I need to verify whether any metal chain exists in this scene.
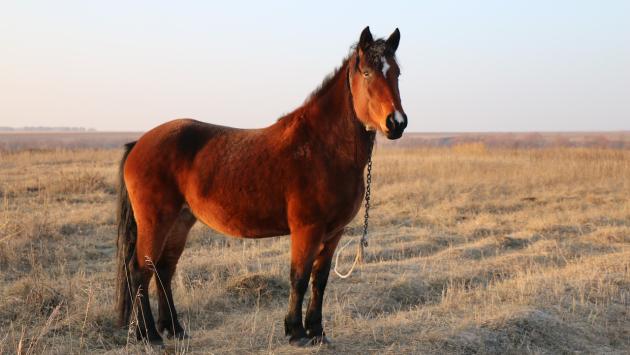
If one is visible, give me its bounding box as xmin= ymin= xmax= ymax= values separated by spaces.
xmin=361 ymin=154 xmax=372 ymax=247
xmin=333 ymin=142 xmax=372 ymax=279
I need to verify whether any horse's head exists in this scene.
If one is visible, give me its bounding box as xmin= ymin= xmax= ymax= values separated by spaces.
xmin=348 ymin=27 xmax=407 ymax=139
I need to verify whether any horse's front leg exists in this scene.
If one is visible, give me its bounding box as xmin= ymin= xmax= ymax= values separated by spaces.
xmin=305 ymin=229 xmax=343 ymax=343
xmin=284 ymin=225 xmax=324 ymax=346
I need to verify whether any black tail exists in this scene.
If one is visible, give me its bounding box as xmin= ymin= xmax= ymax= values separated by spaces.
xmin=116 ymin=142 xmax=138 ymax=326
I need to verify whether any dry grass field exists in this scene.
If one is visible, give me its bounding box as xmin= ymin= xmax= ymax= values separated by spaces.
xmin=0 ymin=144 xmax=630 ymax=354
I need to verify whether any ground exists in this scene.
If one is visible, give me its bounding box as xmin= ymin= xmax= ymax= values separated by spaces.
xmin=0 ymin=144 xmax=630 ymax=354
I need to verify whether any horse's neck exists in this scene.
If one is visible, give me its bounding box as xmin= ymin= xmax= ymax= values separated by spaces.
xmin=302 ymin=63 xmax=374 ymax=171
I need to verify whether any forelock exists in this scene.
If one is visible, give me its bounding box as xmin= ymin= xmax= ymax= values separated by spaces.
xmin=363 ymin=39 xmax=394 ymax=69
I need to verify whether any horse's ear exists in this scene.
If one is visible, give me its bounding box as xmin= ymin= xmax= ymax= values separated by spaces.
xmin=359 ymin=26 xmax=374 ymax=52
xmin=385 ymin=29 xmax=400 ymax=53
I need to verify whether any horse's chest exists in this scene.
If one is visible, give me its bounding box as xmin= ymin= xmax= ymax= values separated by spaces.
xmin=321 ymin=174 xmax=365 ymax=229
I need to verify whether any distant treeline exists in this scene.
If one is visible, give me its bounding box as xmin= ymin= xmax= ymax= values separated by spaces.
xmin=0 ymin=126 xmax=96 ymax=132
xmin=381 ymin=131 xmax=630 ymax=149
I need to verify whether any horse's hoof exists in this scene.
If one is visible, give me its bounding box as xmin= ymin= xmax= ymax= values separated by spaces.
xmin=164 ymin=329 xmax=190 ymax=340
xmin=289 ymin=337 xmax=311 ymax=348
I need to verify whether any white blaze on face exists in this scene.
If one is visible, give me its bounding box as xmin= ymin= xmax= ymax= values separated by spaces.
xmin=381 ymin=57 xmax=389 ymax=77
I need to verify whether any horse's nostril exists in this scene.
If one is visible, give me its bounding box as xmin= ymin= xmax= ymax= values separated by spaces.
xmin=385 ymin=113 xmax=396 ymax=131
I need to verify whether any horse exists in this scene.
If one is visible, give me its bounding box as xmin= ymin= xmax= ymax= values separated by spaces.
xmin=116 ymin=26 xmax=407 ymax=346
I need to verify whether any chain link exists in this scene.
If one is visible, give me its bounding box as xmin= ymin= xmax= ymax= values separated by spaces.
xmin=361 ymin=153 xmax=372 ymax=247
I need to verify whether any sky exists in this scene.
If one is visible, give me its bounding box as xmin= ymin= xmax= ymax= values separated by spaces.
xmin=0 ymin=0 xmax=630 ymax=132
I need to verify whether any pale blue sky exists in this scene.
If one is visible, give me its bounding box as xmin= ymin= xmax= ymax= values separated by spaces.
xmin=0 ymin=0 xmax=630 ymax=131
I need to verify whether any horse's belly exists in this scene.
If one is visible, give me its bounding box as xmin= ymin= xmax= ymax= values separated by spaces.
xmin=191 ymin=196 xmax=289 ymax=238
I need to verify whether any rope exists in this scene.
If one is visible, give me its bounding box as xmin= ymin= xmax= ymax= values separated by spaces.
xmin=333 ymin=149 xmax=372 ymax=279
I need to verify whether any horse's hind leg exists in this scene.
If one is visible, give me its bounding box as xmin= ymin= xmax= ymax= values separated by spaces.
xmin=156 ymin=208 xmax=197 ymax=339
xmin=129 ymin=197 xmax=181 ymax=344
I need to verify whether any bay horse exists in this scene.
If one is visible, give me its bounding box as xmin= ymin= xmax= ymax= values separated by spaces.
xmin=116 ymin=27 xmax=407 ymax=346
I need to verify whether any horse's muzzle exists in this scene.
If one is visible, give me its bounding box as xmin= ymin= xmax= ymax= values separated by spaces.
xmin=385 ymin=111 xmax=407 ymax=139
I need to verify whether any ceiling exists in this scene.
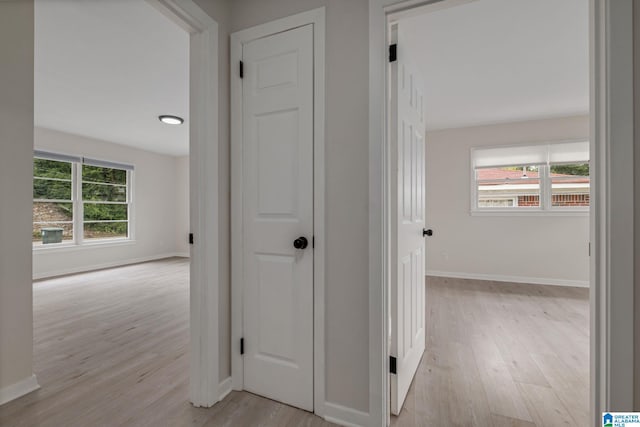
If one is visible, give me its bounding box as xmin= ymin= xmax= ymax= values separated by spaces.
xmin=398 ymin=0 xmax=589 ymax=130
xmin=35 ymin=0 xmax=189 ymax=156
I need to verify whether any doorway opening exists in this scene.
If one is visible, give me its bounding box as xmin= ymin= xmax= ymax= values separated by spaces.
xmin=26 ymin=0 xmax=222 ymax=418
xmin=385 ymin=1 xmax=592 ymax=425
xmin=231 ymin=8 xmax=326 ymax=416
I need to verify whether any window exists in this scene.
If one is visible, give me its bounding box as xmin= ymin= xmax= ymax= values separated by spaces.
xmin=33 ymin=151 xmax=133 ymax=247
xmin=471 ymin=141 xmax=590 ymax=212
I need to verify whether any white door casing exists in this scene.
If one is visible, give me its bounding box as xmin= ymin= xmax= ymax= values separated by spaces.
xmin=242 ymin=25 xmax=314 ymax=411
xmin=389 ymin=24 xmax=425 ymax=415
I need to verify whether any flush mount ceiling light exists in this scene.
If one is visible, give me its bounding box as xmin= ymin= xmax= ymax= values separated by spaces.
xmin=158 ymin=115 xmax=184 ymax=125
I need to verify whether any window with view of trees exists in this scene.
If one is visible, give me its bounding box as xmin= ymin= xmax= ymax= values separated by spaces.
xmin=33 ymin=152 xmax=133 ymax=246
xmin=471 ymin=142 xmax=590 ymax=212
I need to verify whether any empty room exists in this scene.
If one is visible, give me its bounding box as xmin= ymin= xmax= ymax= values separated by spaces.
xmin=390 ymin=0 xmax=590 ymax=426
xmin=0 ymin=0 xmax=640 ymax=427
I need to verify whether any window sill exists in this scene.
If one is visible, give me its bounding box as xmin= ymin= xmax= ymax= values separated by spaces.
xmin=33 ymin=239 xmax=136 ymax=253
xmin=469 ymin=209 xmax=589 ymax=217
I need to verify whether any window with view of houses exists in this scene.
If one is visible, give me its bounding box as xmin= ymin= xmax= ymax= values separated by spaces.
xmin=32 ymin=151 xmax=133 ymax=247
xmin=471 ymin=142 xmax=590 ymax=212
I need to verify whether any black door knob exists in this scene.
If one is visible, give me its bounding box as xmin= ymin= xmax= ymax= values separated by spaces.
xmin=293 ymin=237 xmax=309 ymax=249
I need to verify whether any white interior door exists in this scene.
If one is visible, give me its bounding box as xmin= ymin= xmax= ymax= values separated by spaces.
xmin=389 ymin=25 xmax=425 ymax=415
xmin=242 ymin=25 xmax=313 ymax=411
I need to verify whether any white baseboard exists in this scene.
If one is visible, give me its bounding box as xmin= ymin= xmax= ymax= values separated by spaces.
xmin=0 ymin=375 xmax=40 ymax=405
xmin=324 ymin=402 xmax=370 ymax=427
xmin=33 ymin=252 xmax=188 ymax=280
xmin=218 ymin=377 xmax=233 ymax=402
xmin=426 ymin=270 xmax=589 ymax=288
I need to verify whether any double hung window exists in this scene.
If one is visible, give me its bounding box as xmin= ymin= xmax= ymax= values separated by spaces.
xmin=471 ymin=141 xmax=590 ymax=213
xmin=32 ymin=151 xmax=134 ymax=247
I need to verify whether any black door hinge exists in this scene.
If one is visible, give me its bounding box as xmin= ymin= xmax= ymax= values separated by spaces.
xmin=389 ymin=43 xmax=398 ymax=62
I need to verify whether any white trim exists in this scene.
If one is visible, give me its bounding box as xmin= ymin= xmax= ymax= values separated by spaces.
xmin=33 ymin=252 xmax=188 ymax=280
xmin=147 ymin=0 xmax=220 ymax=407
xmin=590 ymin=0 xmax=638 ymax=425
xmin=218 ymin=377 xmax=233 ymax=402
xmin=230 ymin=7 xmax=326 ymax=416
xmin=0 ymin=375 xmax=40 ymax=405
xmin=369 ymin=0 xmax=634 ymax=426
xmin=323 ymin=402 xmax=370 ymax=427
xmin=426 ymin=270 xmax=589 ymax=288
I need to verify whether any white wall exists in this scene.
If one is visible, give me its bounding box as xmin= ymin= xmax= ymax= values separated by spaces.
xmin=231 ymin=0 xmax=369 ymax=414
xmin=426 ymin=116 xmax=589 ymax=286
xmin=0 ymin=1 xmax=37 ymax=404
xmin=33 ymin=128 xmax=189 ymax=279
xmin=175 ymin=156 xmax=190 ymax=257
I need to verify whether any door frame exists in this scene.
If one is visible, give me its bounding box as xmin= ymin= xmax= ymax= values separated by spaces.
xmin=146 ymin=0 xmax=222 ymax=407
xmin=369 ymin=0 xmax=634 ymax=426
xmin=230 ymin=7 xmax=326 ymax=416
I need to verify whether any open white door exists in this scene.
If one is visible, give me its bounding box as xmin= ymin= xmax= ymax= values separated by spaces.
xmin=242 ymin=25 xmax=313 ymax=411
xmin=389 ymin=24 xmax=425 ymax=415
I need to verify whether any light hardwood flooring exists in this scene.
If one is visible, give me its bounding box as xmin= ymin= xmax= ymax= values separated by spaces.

▬▬▬▬▬▬

- WORK REQUIRED -
Rescale the part that opens with the line containing "I need to verify whether any ground" and closes with the line containing "xmin=302 ymin=63 xmax=374 ymax=171". Repeat every one of those lines, requests included, but multiply each bounding-box coordinate in the answers by 2, rounding to whole numbers with halves going up.

- EXERCISE RESULT -
I need to verify whether any ground exists in this scene.
If one is visible, give me its bounding box as xmin= ymin= xmax= ymax= values separated by spaces.
xmin=0 ymin=288 xmax=1260 ymax=708
I need to verify whether any horse's neck exists in this scene.
If one is visible, give me its bounding box as xmin= ymin= xmax= ymax= values separated by spaces.
xmin=604 ymin=126 xmax=748 ymax=342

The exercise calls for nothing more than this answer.